## REQUIREMENT:
Pull out every line in the material below that contains the word "Target".

# Start of DATA SUPPLIED

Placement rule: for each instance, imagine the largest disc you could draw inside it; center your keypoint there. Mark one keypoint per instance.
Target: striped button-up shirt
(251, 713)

# End of DATA SUPPLIED
# Start of DATA SUPPLIED

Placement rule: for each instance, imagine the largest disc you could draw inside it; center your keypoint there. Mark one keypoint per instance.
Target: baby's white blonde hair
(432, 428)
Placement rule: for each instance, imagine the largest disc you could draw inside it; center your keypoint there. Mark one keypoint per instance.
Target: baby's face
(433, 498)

# End of DATA SUPPLIED

## EXERCISE RESPONSE:
Target: striped button-up shirt
Target: baby's white blonde hair
Target: baby's face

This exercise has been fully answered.